Material to process →
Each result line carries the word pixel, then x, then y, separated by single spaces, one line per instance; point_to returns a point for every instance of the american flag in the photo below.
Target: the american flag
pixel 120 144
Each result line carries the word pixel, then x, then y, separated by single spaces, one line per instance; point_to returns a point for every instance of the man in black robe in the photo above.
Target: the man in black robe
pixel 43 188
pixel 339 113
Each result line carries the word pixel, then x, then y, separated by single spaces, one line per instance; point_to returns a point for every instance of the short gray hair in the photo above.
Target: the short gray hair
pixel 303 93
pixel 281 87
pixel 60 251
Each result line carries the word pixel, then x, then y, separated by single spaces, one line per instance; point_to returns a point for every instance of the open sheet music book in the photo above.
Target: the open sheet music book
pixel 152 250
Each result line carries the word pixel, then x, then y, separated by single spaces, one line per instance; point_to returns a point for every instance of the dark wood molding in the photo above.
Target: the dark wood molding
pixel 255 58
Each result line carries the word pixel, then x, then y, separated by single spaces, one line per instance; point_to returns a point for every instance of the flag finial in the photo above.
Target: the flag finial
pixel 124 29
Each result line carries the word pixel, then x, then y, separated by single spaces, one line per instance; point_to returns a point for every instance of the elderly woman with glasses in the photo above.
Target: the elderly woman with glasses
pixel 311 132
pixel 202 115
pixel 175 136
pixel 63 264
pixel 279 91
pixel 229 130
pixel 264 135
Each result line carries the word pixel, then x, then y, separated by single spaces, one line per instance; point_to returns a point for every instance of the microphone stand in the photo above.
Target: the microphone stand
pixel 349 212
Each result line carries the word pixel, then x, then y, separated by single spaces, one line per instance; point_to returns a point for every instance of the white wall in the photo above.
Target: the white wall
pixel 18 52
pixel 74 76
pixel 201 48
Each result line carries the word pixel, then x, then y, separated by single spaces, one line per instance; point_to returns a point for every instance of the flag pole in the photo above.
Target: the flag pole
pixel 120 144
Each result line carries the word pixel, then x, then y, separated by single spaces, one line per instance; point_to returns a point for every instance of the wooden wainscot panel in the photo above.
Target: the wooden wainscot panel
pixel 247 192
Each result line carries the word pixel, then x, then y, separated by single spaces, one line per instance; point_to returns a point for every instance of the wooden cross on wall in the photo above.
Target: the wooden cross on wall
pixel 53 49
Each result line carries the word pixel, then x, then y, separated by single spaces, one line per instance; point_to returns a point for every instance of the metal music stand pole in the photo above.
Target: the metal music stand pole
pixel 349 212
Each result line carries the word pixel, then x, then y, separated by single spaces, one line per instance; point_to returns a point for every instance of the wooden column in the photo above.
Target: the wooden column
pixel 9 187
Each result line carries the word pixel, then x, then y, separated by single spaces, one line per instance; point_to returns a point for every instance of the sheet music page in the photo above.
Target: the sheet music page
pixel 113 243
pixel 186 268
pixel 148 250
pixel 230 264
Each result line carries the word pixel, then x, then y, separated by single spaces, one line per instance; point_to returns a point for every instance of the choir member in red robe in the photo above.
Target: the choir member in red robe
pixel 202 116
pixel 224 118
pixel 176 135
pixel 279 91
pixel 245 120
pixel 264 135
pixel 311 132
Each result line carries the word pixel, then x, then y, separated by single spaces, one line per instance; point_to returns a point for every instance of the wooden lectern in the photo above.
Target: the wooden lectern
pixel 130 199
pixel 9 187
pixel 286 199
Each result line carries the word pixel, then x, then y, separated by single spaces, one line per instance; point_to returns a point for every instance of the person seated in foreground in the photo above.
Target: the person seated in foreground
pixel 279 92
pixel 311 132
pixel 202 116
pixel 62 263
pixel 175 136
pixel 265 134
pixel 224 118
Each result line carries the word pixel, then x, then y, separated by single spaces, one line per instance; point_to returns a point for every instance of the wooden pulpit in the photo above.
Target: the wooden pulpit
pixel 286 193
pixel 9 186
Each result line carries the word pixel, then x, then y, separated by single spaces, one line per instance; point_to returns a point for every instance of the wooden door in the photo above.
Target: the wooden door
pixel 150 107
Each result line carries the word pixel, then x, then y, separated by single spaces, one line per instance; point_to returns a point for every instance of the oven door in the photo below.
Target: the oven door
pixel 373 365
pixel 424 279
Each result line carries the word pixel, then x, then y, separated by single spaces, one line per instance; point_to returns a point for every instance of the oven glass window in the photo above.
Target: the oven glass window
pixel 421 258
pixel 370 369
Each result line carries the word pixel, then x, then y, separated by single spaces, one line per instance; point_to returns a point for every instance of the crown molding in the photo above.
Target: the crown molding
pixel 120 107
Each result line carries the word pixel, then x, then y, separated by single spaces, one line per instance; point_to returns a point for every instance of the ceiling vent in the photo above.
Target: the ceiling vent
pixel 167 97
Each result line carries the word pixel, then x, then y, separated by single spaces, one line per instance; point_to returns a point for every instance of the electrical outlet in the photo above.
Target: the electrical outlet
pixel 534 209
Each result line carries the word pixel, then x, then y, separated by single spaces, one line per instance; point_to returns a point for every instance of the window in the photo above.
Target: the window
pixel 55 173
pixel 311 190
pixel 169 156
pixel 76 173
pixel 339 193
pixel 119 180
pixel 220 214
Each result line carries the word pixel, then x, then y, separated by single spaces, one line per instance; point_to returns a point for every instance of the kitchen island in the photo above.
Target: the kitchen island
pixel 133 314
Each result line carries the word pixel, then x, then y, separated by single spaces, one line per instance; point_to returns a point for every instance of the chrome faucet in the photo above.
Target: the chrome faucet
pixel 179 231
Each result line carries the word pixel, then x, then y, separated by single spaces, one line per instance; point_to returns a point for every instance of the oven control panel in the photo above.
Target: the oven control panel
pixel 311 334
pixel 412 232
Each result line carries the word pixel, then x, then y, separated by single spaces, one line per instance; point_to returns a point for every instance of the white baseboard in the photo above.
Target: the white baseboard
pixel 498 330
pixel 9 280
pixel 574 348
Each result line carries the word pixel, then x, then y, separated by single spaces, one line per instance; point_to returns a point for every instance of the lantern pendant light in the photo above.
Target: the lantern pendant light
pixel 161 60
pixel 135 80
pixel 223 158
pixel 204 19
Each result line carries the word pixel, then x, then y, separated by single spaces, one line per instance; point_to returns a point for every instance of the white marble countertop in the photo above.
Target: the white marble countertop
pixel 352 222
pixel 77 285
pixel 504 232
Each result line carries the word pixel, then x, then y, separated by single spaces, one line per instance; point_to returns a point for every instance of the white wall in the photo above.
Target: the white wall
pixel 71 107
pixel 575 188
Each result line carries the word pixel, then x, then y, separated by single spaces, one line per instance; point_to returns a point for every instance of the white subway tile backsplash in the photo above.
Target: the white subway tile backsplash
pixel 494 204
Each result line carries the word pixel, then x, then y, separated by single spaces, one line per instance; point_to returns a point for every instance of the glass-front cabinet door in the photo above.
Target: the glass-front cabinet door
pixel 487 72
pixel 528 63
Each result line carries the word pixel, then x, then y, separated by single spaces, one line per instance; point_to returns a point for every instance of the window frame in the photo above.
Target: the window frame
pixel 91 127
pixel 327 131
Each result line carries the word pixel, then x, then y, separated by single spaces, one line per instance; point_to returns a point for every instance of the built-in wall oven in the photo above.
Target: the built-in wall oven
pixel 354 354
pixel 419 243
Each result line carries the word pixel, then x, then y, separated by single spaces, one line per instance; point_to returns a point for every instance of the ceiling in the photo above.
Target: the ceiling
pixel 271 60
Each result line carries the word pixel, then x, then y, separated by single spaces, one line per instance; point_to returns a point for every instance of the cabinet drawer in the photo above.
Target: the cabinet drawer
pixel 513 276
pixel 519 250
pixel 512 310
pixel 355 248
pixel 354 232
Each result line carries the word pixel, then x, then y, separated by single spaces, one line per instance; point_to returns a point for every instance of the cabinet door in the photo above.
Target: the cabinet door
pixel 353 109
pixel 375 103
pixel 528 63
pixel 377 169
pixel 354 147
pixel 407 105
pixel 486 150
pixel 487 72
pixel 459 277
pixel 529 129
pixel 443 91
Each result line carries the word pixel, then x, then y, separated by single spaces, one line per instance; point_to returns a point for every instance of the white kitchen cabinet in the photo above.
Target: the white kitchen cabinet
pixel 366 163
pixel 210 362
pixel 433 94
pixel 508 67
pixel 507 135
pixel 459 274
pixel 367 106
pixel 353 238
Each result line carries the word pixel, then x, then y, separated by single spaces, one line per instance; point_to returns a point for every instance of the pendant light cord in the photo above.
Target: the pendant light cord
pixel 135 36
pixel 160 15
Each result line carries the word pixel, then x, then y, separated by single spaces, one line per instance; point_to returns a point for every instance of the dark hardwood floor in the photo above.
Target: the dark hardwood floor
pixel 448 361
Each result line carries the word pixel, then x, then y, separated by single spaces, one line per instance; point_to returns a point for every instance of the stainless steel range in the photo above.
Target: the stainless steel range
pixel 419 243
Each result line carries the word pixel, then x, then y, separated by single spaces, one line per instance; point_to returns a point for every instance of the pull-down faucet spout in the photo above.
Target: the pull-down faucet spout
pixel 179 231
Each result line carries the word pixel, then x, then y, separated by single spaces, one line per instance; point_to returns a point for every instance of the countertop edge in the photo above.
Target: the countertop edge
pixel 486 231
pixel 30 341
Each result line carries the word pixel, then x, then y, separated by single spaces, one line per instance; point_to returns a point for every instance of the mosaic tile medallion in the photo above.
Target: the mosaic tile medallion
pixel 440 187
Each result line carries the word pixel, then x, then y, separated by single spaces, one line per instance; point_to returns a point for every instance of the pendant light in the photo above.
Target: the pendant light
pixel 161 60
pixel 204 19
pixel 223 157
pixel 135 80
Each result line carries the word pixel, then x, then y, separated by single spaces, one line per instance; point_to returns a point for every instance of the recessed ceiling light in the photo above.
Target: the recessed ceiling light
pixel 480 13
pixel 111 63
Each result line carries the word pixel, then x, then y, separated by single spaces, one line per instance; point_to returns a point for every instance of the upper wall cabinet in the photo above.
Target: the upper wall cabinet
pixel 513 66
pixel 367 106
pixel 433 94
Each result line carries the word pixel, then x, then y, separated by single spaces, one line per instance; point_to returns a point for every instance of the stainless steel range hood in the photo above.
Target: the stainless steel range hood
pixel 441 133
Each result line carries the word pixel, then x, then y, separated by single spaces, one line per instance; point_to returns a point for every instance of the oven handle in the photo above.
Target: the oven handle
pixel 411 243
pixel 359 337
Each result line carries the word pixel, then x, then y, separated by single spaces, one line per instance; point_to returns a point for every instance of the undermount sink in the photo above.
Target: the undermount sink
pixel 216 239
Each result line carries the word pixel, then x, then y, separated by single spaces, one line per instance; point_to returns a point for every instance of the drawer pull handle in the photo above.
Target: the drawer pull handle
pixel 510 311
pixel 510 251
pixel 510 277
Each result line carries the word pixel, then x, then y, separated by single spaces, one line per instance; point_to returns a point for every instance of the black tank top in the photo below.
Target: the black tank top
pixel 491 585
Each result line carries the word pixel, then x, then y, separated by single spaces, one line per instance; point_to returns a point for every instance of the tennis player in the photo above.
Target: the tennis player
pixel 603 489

Stated problem → Change "wooden" to "oak" throughout the lines from the line with "wainscot panel in the photo above." up to and including the line with "pixel 286 199", and write out only those lines with nothing else altered.

Output of the exercise →
Each result line carries the word pixel, then x, then y, separated by single spaces, one line per instance; point_to returns a point for every instance of the oak wainscot panel in the photo above.
Target: the oak wainscot panel
pixel 247 192
Each result line carries the word pixel, then x, then y, separated by single spaces, one line per instance; point_to returns a point for every instance of the oak cross on wall in the photo above.
Target: the oak cross on wall
pixel 53 49
Each result line carries the word pixel, then x, then y, separated by single spaces, one line per instance; point_to returns a point for every instance of the metal music stand pole in the photo above.
Target: the metal music stand pole
pixel 349 212
Each result line carries the word pixel, then x, then y, separated by single spaces, one line per instance; point_to returns a point for every instance of the oak column in the photo above.
Target: the oak column
pixel 9 187
Each result line carries the word pixel, then x, then y, separated by single spaces, one line per instance; point_to returns a point for every instance of the sheet music page in the photo above.
Target: the sheet music page
pixel 113 243
pixel 186 268
pixel 148 250
pixel 230 264
Each result line carries the word pixel, then x, then y, separated by single spaces, one line per instance; point_to returns a point for every instance of the choir member in red robe in the photo above.
Target: the choir member in red robe
pixel 202 116
pixel 224 118
pixel 176 135
pixel 279 91
pixel 245 120
pixel 264 135
pixel 311 132
Each result line carries the word pixel, then x, then y, separated by single spaces, one line per instance; point_to returns a point for every instance of the oak lectern in the photo above.
Target: the oak lectern
pixel 130 199
pixel 9 187
pixel 286 199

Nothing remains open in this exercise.